* _WHAT YOU NEED TO DO_:
Begin at the line of the listing that contains "Your task: detect every jackdaw" and stop after the line that contains "[570,381,649,423]". Write those lines out again in full, requests included, with every bounding box coordinate shifted up by 9.

* _SUPPLIED DATA_:
■ ■ ■ ■

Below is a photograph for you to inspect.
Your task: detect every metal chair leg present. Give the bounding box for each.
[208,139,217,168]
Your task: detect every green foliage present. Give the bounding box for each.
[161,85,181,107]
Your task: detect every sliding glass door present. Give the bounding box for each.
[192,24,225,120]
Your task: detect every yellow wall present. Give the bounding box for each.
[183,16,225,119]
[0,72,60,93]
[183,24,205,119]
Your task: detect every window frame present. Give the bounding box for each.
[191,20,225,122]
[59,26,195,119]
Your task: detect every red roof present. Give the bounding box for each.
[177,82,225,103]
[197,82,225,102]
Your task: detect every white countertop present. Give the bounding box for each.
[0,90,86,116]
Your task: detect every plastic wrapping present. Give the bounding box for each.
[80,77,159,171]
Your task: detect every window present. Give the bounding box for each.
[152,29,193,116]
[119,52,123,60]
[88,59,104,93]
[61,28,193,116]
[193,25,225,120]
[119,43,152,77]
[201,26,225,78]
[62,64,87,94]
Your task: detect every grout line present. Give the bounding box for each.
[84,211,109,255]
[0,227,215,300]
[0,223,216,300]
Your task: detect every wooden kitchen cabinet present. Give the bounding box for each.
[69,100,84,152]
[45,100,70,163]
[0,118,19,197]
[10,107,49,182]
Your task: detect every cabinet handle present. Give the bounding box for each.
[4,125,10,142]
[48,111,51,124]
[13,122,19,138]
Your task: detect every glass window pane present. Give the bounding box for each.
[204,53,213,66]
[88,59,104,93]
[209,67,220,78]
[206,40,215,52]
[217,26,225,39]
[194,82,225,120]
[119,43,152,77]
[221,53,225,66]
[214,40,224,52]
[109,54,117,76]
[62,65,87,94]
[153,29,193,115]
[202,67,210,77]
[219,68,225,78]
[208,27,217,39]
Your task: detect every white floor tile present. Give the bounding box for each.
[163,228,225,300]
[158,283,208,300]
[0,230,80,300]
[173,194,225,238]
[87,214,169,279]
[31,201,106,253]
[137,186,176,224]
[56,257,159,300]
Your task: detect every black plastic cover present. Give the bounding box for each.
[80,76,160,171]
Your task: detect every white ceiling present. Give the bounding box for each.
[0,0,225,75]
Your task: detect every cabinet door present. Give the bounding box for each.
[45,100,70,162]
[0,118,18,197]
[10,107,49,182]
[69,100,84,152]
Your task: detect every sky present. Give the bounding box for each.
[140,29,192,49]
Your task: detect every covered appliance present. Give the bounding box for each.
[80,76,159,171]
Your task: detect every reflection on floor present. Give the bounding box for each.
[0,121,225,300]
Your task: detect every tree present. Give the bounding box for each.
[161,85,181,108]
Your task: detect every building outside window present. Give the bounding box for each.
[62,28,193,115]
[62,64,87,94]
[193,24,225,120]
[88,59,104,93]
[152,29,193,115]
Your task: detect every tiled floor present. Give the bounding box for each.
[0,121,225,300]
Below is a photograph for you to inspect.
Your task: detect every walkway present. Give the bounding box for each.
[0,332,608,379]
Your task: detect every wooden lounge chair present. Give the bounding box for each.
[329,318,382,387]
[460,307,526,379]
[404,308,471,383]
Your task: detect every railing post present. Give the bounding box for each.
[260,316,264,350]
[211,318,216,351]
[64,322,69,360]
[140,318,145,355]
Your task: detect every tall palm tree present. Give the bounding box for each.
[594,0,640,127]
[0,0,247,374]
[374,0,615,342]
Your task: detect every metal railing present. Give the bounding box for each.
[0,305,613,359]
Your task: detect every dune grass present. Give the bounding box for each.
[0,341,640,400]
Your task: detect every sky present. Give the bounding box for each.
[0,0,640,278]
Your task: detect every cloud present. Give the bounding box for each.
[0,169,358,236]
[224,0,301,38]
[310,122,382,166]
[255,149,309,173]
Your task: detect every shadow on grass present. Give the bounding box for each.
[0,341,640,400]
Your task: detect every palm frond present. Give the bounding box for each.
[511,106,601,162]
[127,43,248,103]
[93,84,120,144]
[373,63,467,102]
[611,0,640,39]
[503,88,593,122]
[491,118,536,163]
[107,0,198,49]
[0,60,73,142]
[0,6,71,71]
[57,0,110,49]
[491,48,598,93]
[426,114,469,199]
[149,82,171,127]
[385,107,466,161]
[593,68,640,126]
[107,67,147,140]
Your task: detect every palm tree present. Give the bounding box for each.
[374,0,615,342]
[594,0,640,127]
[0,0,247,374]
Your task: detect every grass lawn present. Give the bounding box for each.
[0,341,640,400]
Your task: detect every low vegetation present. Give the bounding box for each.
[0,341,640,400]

■ ■ ■ ■

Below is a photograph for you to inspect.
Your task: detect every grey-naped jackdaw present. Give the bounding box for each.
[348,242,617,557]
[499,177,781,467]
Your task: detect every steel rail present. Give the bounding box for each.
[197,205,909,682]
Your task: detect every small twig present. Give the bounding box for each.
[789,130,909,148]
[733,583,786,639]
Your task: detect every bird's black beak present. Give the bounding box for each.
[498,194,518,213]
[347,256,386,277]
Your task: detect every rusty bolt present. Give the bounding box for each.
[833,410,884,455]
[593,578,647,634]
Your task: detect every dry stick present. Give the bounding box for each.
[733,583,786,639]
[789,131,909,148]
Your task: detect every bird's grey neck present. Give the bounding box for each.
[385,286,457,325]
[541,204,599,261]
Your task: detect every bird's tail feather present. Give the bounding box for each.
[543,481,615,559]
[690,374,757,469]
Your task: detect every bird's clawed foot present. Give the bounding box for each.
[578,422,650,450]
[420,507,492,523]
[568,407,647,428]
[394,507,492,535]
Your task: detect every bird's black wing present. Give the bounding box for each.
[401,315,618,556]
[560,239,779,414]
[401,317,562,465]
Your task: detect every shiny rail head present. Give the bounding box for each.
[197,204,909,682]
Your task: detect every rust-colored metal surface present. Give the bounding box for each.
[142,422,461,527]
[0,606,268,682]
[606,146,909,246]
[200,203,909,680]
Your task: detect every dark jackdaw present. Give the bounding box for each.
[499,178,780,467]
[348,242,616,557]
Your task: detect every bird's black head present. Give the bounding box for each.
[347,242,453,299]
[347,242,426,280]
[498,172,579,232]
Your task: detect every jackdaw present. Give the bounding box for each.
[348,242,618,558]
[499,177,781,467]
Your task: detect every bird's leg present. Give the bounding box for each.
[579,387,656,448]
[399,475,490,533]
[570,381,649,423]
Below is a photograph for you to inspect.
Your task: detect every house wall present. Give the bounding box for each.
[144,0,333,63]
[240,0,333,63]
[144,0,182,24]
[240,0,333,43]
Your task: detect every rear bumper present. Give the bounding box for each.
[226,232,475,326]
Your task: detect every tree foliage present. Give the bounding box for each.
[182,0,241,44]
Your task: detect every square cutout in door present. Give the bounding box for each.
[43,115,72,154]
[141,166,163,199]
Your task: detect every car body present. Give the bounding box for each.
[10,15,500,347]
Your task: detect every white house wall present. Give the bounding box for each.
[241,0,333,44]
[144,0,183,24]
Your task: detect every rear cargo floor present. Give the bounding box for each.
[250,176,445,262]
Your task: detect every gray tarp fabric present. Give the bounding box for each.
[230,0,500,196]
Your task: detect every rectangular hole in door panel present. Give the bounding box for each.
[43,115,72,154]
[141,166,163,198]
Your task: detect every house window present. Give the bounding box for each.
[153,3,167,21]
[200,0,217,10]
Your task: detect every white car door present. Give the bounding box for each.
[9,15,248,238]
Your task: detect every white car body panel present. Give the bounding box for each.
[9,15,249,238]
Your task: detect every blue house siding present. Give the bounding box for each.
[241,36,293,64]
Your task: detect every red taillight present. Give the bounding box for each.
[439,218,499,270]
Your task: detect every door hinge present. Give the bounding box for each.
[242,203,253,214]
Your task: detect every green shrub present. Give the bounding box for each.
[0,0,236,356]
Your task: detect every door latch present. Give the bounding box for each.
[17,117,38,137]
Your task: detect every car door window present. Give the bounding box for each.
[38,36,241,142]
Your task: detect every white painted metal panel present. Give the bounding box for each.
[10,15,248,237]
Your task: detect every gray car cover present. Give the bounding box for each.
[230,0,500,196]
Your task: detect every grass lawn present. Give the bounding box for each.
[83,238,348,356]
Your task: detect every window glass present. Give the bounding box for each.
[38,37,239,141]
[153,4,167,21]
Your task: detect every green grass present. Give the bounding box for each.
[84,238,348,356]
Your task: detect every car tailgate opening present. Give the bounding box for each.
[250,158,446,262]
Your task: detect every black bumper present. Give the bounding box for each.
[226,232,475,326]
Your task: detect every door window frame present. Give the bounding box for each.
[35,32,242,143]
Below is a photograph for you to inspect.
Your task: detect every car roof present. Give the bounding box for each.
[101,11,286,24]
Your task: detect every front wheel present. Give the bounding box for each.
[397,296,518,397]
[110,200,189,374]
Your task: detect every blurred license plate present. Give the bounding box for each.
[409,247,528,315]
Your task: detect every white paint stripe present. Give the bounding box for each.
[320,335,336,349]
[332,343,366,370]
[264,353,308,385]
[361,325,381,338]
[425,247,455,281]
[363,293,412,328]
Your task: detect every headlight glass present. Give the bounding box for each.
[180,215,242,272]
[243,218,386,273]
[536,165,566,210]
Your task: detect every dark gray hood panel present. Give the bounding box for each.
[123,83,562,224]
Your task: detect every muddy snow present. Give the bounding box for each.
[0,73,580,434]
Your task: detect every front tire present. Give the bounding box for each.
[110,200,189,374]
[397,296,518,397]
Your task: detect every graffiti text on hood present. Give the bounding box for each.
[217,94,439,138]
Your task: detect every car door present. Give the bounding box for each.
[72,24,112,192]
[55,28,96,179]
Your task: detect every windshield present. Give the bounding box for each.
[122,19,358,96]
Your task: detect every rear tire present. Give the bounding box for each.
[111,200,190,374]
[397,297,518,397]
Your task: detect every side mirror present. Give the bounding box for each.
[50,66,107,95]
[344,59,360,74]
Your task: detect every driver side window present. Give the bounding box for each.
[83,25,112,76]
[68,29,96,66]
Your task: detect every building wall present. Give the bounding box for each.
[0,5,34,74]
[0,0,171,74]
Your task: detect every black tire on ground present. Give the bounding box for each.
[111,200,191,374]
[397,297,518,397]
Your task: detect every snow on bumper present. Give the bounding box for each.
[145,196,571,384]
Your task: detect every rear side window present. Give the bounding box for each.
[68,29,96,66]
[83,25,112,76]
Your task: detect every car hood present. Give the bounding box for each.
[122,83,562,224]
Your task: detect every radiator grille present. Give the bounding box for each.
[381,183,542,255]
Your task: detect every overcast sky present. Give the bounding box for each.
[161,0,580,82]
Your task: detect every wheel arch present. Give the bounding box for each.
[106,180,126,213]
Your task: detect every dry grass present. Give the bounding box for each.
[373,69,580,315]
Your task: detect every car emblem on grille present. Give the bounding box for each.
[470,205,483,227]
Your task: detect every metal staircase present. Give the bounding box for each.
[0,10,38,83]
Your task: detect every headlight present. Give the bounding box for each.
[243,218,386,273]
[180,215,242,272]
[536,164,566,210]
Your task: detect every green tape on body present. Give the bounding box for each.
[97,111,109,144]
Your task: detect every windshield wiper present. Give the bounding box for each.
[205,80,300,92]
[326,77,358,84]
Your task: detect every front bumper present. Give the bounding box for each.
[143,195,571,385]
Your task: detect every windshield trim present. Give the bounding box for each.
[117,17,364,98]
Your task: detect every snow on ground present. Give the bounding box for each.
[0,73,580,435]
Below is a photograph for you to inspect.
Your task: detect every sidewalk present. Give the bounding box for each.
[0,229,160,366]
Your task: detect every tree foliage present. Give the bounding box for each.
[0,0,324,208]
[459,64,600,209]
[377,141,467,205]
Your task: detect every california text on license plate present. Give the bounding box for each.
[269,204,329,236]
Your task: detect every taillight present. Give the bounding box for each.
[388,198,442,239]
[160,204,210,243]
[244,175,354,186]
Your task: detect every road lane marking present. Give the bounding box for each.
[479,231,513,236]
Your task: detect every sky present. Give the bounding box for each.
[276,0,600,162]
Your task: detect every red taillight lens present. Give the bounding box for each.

■ ■ ■ ■

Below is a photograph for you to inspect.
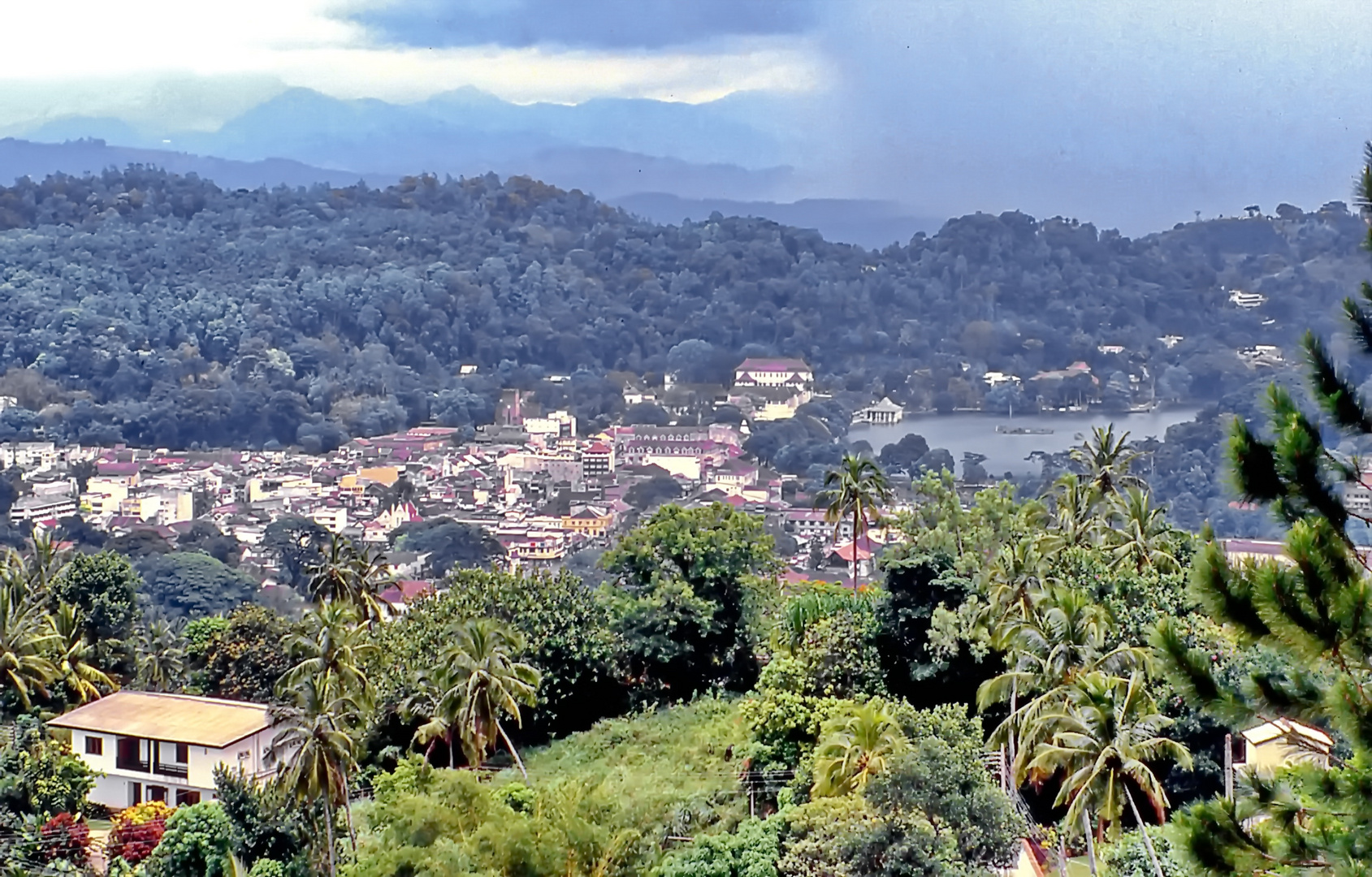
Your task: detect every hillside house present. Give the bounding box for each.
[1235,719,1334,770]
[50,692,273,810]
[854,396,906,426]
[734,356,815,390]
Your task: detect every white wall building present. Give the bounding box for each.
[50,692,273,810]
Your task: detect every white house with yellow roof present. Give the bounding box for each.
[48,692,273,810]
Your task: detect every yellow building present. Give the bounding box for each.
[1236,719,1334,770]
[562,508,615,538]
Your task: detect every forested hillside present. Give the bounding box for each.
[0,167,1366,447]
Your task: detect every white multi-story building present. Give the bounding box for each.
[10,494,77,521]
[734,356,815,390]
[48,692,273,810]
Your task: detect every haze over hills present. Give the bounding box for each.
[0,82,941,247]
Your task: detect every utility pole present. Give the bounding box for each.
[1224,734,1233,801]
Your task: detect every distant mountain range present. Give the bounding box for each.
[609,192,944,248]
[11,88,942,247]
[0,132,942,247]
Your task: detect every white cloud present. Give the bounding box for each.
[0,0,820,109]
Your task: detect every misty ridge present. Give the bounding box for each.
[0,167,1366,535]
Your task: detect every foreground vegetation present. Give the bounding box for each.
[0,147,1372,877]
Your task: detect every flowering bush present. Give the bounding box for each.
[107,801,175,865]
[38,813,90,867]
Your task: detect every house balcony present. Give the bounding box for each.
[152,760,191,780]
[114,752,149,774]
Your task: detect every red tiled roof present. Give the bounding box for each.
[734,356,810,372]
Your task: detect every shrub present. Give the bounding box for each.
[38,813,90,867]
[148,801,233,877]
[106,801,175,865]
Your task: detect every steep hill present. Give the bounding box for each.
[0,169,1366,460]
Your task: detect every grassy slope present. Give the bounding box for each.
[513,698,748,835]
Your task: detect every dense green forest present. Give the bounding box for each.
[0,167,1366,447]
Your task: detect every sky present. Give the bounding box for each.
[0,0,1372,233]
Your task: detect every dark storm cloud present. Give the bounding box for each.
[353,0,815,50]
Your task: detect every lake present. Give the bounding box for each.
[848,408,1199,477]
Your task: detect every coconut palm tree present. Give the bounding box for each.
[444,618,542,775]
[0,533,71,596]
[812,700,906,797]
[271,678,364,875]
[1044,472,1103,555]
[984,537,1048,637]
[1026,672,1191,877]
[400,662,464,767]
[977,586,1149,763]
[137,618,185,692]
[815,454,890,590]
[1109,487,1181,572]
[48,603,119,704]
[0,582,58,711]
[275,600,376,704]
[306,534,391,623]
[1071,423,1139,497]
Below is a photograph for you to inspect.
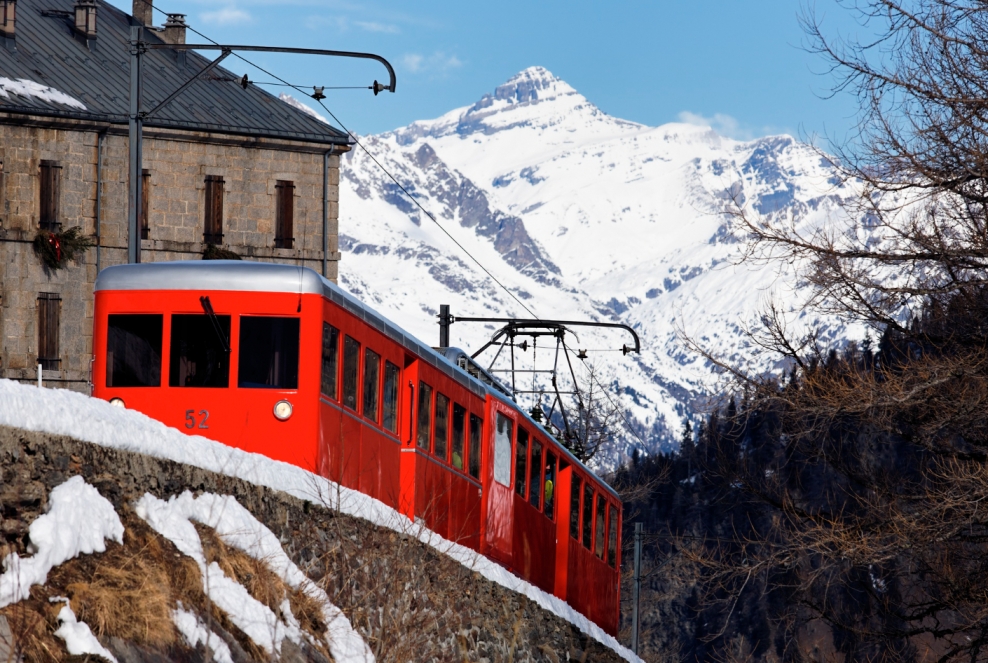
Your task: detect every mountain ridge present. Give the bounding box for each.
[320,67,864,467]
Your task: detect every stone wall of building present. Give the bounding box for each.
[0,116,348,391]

■ ■ ■ ■

* _RESULT OF THIS EXERCISE_:
Your task: detect every jackdaw present. Give the bounding box for each.
[357,251,627,567]
[508,186,790,476]
Your task: detect every bird's leg present. Give the bounding box for each.
[588,396,665,457]
[408,484,499,542]
[579,390,658,432]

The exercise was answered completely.